▸ WHAT TO WORK ON: Could you edit everything from the line containing "Can you find the mistletoe" down to the end of the records so that "Tag" becomes "Mark", leaving all else unchanged, and give back only those lines?

▸ MATERIAL SHOWN:
· · · · · · ·

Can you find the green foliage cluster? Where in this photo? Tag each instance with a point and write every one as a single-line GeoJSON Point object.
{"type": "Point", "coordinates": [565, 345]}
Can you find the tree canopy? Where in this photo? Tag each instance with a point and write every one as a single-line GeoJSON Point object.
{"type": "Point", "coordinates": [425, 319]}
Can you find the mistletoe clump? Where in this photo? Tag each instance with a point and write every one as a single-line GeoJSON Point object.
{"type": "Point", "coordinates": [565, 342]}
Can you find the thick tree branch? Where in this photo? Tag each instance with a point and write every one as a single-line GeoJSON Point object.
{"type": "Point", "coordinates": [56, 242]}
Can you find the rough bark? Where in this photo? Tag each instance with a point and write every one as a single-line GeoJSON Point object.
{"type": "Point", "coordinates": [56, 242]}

· · · · · · ·

▸ SOLUTION TO THE PROBLEM:
Can you find the mistletoe clump? Where in this photo? Mark each instance with a point and write every one as a single-line GeoJSON Point object.
{"type": "Point", "coordinates": [565, 342]}
Can you find the thick tree branch? Where in this photo? Mark each instance with a point and write every one as a single-line GeoJSON Point object.
{"type": "Point", "coordinates": [56, 242]}
Can you find the rough bark? Where in this photo? Mark each instance with a point and write every one as a single-line GeoJSON Point object.
{"type": "Point", "coordinates": [56, 242]}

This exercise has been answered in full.